- **DATA PROVIDED**
++++++++

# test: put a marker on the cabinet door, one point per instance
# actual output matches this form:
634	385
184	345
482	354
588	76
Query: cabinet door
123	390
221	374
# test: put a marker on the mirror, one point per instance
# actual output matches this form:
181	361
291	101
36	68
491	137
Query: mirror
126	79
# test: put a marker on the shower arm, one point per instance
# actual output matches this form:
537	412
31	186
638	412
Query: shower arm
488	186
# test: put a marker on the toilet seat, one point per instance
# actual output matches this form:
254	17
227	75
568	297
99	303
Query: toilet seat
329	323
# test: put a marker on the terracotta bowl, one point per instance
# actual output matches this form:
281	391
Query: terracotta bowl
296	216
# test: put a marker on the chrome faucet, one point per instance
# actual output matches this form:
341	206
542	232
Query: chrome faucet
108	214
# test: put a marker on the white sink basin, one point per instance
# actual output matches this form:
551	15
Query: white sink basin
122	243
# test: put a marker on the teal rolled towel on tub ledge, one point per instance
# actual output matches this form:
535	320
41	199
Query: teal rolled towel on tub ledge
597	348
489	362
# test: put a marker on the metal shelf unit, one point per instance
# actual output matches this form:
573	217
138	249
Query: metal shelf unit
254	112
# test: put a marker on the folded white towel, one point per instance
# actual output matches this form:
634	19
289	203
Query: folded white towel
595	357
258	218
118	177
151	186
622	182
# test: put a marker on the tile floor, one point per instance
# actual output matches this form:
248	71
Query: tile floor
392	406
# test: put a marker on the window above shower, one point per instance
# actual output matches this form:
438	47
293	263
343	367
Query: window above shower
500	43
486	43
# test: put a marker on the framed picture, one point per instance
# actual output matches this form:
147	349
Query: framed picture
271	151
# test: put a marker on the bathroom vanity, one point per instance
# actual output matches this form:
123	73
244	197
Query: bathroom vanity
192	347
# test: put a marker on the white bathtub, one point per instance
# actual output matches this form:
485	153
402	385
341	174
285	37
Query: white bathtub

++++++++

Output the listing above word for word.

- **RESPONSE**
# test: put a marker on the cabinet door, one point per instance
# actual output matches this form:
634	385
184	345
482	354
588	76
Query: cabinet door
123	390
221	374
# test: put a marker on the mirror, one point per instance
# actual output matches this form:
181	361
291	101
36	68
491	137
Query: mirror
126	79
# test: put a marker on the shower arm, one point per instance
# actual output matches this form:
537	412
31	186
638	412
Query: shower arm
488	186
# test: put a marker on the toilet seat, one point per instance
# actual output matches this form:
254	17
227	75
568	297
99	303
Query: toilet seat
329	323
# test: put a marker on the terracotta bowl, one point per instance
# actual output matches this form:
281	391
Query: terracotta bowl
296	216
# test: put a marker on the chrome faucet, one point per instance
# actual output matches this form:
341	206
542	232
Query: chrome faucet
108	214
# test: put a marker on the white sink basin, one point per instance
# actual output matches this form:
551	15
Query: white sink basin
122	243
# test: put a marker on the teal rolled towel on tub ledge, one point per instance
# actual output matches this form:
535	320
41	199
Query: teal rolled towel on tub ledge
597	348
489	362
# test: put a marker on the metal shelf unit, one point per instance
# actual output matches this form:
573	217
138	249
Query: metal shelf unit
254	112
# test: put a marker on the folded white towel, one point per instance
# actual output matches this form:
634	19
289	203
Query: folded white towel
595	357
258	218
118	177
151	186
622	182
# test: put a marker on the tile floor, one point per instance
# actual output matches this form:
248	71
Query: tile floor
392	406
# test: put a marker on the window above shower, one point per instance
# actual output matches this form:
438	47
293	263
343	367
Query: window above shower
500	43
486	43
# test: put a marker on the framed picture, one point per instance
# actual output matches this form:
147	349
Query: framed picture
271	151
# test: put a marker on the bathroom vanity, one point per instance
# actual output matches this form:
123	73
244	197
Query: bathroom vanity
192	347
# test: put a marker on the white bathtub, one point per instance
# actual output matches this form:
485	153
402	385
341	174
285	37
Query: white bathtub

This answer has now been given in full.